_The request_:
Reproduce the data below line for line, without changing anything, and omit the pictures from your copy.

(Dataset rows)
^^^^^^^^^^^^^^^^
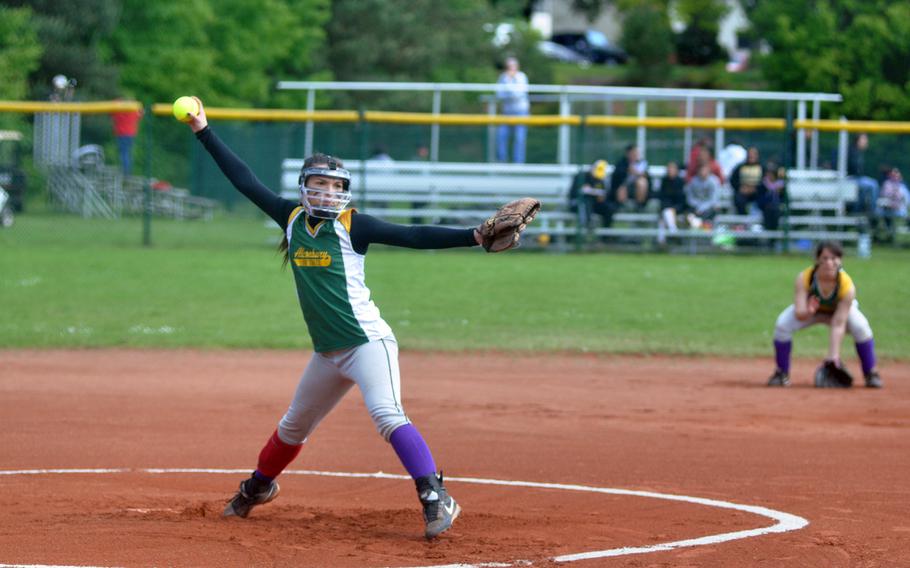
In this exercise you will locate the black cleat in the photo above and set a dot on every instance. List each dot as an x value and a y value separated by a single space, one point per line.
251 493
439 509
874 380
779 379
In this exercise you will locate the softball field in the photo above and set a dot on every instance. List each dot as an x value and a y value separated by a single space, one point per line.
126 458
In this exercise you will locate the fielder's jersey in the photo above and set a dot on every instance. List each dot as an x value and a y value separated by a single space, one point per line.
329 275
827 304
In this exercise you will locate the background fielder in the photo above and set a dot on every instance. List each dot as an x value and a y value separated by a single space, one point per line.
825 293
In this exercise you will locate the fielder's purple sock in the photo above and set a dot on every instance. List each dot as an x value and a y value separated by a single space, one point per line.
782 355
866 352
413 452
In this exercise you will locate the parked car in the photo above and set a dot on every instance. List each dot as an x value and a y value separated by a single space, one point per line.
592 44
557 52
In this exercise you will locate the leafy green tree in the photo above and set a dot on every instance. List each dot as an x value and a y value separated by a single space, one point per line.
697 43
163 50
20 51
70 33
408 40
20 55
648 39
860 49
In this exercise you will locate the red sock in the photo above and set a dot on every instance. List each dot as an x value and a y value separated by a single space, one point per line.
275 456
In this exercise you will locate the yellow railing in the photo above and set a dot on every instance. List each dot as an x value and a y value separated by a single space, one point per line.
452 119
102 107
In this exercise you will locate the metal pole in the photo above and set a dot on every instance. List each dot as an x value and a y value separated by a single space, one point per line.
147 183
563 149
843 142
687 136
491 132
801 137
721 112
641 135
434 129
813 148
308 136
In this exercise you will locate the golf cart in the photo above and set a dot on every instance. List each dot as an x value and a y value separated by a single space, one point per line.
12 177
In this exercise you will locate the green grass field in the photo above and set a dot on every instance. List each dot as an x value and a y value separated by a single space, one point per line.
66 282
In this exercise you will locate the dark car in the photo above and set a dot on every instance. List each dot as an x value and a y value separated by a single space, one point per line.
552 50
592 44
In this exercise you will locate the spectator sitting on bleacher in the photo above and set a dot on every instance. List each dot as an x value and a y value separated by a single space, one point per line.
731 156
892 201
745 181
705 156
703 196
588 195
692 163
771 193
672 201
630 183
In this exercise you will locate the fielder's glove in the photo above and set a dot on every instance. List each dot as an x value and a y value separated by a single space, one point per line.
503 230
834 375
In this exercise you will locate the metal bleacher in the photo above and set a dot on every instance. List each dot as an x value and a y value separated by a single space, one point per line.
463 194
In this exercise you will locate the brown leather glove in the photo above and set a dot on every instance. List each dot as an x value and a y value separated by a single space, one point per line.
503 230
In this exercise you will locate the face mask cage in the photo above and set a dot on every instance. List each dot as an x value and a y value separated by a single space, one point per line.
324 203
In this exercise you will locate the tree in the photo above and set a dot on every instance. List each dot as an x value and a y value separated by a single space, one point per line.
20 52
648 39
697 43
859 49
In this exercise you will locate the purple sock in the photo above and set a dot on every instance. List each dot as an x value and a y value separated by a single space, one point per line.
412 450
866 352
782 355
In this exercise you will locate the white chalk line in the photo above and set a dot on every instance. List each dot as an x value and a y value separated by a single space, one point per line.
785 522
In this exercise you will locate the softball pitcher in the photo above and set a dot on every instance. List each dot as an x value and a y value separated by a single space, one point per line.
326 244
824 293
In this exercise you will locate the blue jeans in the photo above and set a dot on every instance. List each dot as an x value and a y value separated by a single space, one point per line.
125 146
519 137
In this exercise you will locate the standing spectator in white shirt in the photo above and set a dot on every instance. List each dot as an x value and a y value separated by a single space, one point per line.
512 93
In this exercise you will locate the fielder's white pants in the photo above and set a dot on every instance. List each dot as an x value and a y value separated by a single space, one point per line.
373 367
787 324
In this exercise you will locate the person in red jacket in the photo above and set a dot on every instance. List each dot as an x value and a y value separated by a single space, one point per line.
126 126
^^^^^^^^^^^^^^^^
_Response_:
In this exercise you will locate the black cleat in the photo above and set a dot on every instance. List each dot as an x value and a y value separated by a single space, one point per line.
251 493
439 509
874 380
779 379
In this exercise you will locate the softball field in the photo above and set a dot on every instance. List each dot as an x value and a y value separated by a single space, one point per line.
126 458
In this exercise you will locate the fielder's jersey in the photo above and set a dot on every instance. List each dot as an x value and a y value separated by a single space, one point per line.
329 275
827 304
In this exercise you will locate the background fielder in the photo above and set a dot on every instance. List each dot as an x value and a y value separated by a single space, one point per line.
825 293
In this exercise you will locate the fielder's purple sock in the photo above and set a dot on every instance. List each dot as an x value and a y value separated by a single space, one point per line.
782 355
866 352
413 452
In this exercise you will locate the parked car in the photo above and set a dot on every instance. List each dot as an x value and a y value separated by a single space, one point per line.
592 44
557 52
In this exercise you will locate the leafy green tree in the photo above and set a dot on every instance. List each dot as an x value and a y value separated by a single space, one point per line.
697 43
163 50
20 51
70 33
408 40
20 55
648 39
860 49
In this exercise you will locate the red sock in the photo above and set a dot on every instance. List each dot as an x value and a y value separated by a single space, one point per line.
275 456
In this exercise you will locate the yellow railing in the photo above and set a dot on every instance. List each dot as an x value and a y value separated by a single space, one point per line.
452 119
102 107
In this exercise you will locate the metal pole in the photo above and set a dot on every instance. List each dot as an x value and a y value separated by a single space, one point per line.
147 183
563 149
843 142
687 136
491 132
801 137
721 112
641 135
434 129
813 148
308 136
In this exercise you will locate the golf cart in the photo above and set a dot on every instance. List each dot as an x value and a y value separated by a single space, one point per line.
12 177
In this exercise you will locate the green grass field in the photo above and set a dot on every instance. List each dot as an x value and a y value separated by a single space, one point per line.
66 282
In this exercise you will locate the dark car in the photo above and set a dot on every instance. List each dot as an x value and a y value separated by a single space, one point per line.
552 50
592 44
In this exercise you will locate the spectator sitting on bleacher in the photo above and set a dot on every instance. List each dot as an x value and a y value separated by a single space, one point per line.
731 156
892 201
745 181
705 156
703 196
588 195
692 163
771 193
672 201
630 183
In this exercise you will locate the fielder's glove in the photo above and set a dot on every instance. List each dot as an x value and a y value separated by a single space, one point per line.
503 230
834 375
In this exercise you will locate the metal bleacher in the photo above and set a dot on every instance. List each dot as an x value and a y value separated by a single space, one point per line.
463 194
In this exercise you will locate the brown leather glove in the photo above and set a dot on every instance. List each dot as an x value and a y value separated by a single space, one point per line.
503 230
In this exercise you will locate the face mask cage in the photo above and set a dot on every instance. List each dot as an x value and a y value separated by a single space, one point per line.
324 203
In this exercise you will locate the tree in the photo above and set a dot on every instance. List each dot as an x value and a y value separated by a single space, one point per line.
20 52
648 39
697 43
859 49
In this exercise you will locate the purple sock in the photo above and set a dot on every instance. List each dot as an x value and a y value separated by a single space, one point per line.
412 450
866 352
782 355
In this exercise you will locate the white chalk line in the photo above and set a dot on every instance. List each dot as an x value and a y value separated by a single space, one point per line.
785 522
In this exercise you will locate the softball pitcher in the photo above and set a dot on every instance. List each dot as an x value and a y value separated by a single space, one point per line.
326 244
824 293
In this exercise you will locate the blue jeans in the photo above and set a dot on every instance. List each dot as an x value and a y value separated by a single space, one point per line.
125 146
519 137
In this exercise you will locate the standing spectator in white shirt in the photo above and set a dot on every instance. List each dot as an x value and a y value separated by a single space, one point per line.
512 93
In this exercise you will locate the fielder's white pants in the photo above and set a dot on every instance. List each dot as an x value and a y value separated by a single space, one point per line.
373 367
787 324
In this exercise you will locate the person in red jacket in the photo above and set a dot on every instance. List each dot as an x value and a y value separated by a single space, one point per line.
126 126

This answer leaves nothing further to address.